TO BE DONE: Pull out each line in the data below that contains the word "block".

RECORDED INFORMATION:

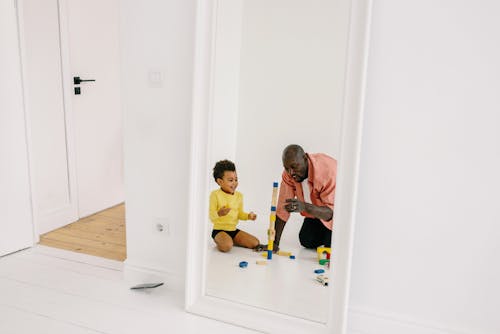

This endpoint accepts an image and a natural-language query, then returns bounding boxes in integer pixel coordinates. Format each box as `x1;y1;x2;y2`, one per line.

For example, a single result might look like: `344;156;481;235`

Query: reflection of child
209;160;259;252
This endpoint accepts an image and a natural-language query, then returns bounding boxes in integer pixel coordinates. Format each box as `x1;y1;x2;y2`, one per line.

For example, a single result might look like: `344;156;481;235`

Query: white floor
0;246;255;334
206;243;331;322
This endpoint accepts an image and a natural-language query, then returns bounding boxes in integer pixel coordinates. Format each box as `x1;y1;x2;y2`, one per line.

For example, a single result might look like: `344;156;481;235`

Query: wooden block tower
267;182;278;260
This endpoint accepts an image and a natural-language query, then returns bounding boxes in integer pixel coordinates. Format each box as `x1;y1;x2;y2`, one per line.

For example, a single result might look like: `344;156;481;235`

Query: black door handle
73;77;95;85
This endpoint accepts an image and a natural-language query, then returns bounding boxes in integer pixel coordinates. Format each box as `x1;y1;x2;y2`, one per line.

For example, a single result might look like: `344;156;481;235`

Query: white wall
0;0;33;256
351;0;500;334
207;0;348;241
121;0;195;280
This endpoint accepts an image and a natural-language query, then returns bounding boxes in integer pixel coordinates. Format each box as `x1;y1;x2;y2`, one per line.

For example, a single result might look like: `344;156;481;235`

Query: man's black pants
299;218;332;249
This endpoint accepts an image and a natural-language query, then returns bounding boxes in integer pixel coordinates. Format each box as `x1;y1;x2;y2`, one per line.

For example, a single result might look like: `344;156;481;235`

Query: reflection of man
275;145;337;251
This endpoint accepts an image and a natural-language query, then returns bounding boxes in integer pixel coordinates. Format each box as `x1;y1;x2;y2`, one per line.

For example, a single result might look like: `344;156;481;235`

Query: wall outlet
153;217;170;236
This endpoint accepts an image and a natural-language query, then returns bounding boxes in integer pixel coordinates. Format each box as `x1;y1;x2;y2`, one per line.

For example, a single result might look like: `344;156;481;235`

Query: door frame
15;0;79;237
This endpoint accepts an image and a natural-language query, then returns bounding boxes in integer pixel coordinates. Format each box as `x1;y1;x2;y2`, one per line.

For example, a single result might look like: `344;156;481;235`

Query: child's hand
217;205;231;217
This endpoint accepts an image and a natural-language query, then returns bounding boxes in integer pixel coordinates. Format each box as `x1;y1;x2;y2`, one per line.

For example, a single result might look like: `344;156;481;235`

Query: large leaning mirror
186;0;369;333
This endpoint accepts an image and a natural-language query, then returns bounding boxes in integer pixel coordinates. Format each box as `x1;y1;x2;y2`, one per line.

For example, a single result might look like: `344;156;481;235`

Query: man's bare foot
253;244;267;252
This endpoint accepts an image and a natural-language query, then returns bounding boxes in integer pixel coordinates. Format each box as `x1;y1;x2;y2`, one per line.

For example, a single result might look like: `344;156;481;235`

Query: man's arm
285;198;333;221
273;216;286;252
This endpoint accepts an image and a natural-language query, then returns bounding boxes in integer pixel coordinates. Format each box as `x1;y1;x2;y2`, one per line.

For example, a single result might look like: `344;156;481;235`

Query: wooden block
278;251;292;257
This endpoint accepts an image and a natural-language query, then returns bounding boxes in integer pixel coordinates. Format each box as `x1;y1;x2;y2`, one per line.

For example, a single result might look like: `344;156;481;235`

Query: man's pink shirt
276;153;337;230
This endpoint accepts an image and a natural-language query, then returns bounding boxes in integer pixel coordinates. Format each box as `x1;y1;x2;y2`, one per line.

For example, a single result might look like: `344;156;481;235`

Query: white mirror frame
185;0;371;334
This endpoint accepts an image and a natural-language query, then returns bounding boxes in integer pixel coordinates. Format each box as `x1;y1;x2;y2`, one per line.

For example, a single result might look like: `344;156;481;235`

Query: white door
60;0;124;217
19;0;124;234
0;1;33;256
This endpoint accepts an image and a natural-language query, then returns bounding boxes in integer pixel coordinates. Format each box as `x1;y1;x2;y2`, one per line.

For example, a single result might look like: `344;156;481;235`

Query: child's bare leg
234;231;259;248
214;231;233;252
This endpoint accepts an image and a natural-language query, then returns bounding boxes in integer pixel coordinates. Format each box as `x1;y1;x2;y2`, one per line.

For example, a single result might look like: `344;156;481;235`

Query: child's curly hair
214;160;236;182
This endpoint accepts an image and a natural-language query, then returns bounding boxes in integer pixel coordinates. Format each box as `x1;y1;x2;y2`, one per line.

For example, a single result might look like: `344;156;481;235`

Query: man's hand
217;206;231;217
285;198;306;212
253;243;280;253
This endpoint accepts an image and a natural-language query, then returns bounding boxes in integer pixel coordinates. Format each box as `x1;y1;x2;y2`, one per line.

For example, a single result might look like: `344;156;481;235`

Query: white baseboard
347;307;480;334
123;259;184;291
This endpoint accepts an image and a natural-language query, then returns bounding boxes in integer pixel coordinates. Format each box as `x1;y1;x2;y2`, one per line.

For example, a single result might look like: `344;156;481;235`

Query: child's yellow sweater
209;189;248;231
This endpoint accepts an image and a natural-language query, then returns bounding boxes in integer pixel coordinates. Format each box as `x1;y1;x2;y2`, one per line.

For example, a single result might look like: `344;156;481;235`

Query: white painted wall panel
121;0;195;279
351;0;500;334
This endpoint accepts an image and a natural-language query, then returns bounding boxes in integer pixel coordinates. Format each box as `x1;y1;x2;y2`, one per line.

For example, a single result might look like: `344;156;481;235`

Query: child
210;160;259;252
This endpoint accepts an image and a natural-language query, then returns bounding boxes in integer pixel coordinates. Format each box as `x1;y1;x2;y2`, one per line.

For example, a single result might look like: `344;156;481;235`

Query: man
274;145;337;251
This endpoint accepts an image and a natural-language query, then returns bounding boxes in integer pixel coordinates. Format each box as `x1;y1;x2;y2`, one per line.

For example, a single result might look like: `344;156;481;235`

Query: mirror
186;0;369;333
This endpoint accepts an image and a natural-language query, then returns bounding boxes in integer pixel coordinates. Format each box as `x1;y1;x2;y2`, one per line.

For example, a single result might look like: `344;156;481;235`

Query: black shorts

REPLY TO THE EXERCISE:
Query: wooden block tower
Query: wooden block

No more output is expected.